* WHAT IS BEING ASKED: Each line of the material must appear again in the answer, exactly.

* RECORDED INFORMATION:

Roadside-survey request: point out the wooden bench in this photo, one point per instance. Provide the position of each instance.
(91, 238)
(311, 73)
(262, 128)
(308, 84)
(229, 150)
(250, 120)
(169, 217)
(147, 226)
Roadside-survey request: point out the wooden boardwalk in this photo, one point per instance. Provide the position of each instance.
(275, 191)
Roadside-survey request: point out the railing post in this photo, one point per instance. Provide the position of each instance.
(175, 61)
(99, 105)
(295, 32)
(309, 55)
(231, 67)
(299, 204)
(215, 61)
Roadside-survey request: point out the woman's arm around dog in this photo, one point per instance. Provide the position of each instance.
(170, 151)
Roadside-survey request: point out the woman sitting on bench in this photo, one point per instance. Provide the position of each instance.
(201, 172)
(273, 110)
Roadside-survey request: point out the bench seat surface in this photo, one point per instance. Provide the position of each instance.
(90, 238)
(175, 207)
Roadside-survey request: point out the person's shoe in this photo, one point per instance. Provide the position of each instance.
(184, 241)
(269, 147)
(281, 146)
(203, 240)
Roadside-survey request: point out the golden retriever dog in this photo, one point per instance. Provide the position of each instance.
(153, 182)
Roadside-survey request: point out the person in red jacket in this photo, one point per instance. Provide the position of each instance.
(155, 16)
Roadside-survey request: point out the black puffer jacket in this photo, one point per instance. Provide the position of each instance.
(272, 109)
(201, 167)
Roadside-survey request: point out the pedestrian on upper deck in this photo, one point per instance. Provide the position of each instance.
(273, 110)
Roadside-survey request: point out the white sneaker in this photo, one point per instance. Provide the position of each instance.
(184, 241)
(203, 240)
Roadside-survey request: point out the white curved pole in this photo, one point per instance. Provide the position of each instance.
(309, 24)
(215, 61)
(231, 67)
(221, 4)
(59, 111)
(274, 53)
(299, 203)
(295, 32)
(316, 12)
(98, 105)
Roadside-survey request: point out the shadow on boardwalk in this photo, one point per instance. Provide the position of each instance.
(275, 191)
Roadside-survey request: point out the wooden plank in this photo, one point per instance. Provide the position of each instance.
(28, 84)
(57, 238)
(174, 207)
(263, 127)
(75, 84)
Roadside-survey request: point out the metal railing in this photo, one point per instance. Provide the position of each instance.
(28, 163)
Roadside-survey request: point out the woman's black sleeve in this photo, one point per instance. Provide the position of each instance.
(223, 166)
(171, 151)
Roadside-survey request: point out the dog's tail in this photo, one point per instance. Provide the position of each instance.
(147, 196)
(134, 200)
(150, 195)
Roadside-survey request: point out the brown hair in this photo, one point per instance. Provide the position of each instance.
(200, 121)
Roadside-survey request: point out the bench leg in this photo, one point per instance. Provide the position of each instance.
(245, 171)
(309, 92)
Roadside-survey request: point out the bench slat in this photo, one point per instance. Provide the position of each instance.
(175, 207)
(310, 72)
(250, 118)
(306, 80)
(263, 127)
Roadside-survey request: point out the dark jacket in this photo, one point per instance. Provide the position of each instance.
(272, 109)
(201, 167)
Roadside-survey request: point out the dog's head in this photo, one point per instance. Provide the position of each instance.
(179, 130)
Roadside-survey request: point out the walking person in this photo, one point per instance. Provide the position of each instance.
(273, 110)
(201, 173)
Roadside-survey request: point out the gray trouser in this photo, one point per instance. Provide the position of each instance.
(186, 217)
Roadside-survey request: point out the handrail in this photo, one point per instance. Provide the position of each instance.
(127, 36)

* RESULT BELOW:
Roadside-survey request: point out the wooden bench in this photo, one point per instance. Provide the position of each instance.
(91, 238)
(311, 73)
(262, 128)
(308, 84)
(229, 150)
(250, 120)
(169, 217)
(147, 226)
Roadside-survey request: point out the wooden boardwalk in this photo, one point per instance. Provide the position of each instance.
(275, 191)
Roadside-survey request: point out the railing post in this photo, one point per instance. Provide the position of each instance.
(175, 61)
(99, 105)
(295, 32)
(309, 55)
(231, 67)
(299, 204)
(215, 61)
Roadside-survey request: point out the woman's arm around dog in this photo, one point per instance. Provide the position of each instance.
(170, 151)
Roadside-survey request: point out the woman sitting on bench in this photo, one point per instance. Provide the position of each instance.
(201, 172)
(273, 110)
Roadside-survey request: point out the bench seat surface in this photo, one point per instance. Provide the position of each instance.
(90, 238)
(175, 207)
Roadside-survey request: point out the person's shoe in this photo, one point per instance. Provide the position of each instance.
(184, 241)
(269, 147)
(281, 146)
(203, 240)
Roadside-survey request: point out the golden retriever dog in this photo, one point per instance. Provide the position of each instance.
(153, 182)
Roadside-survey request: point out the person in red jacket in this photo, one point per instance. Provide the position of each instance.
(155, 16)
Roadside-survey request: point out the black puffer jacket in this photo, one point per instance. Provide the position of each instance.
(272, 109)
(201, 167)
Roadside-survey request: point out the pedestrian on upper deck in this photo, one point per instance. Provide the position of each instance.
(273, 110)
Roadside-survey request: point out the white sneaker in this photo, one point per instance. Provide the position of each instance.
(184, 241)
(203, 240)
Roadside-survey request: point out the white curved pole in this photo, one point per instance. Provide the position of each instance.
(309, 24)
(215, 61)
(231, 67)
(221, 4)
(59, 111)
(274, 53)
(299, 203)
(295, 32)
(316, 12)
(98, 105)
Roadside-survey request: point out the shadow on boardwalk in this photo, one point per instance. Provide the position of each instance.
(275, 191)
Roadside-survey request: point out the wooden plank in this photo, one point per instance. Provide the position of each instance.
(28, 84)
(57, 238)
(174, 207)
(263, 127)
(75, 84)
Roadside-survey request: point out the metal railing in this photo, one point per instance. Provide the position of each instance.
(28, 163)
Roadside-survey request: point out the woman's black sleeve in this photo, one point per instance. Provide the position of each instance.
(223, 166)
(171, 151)
Roadside-survey request: point out the dog's tail in this photo, one point per instance. Provide the position of each instance.
(147, 196)
(134, 200)
(150, 195)
Roadside-survey request: point out the brown hair in this photo, one point per instance. Provide the position of each instance.
(200, 121)
Roadside-survey request: point out the bench leg in this photo, one point per instance. Provide the position of each instance.
(245, 171)
(309, 92)
Roadside-survey request: point out the bench slat in this photo, one point per instance. Provide the position of each instance.
(175, 207)
(310, 72)
(250, 118)
(306, 80)
(263, 127)
Roadside-survey request: point out the dark jacket in this photo, one point per instance. Provide the position of each instance.
(272, 109)
(201, 167)
Roadside-survey request: point out the dog's head in this photo, one point per instance. Provide the position of each instance.
(179, 130)
Roadside-survey request: point out the walking person in this photo, one point per instance. Provide the position of each instance.
(273, 110)
(201, 173)
Roadside-survey request: point out the gray trouser in this photo, one point per instance. Provide the position of each instance.
(186, 217)
Roadside-survey request: point out the handrail in this photo, one point per instance. Provide the position of each instance.
(127, 36)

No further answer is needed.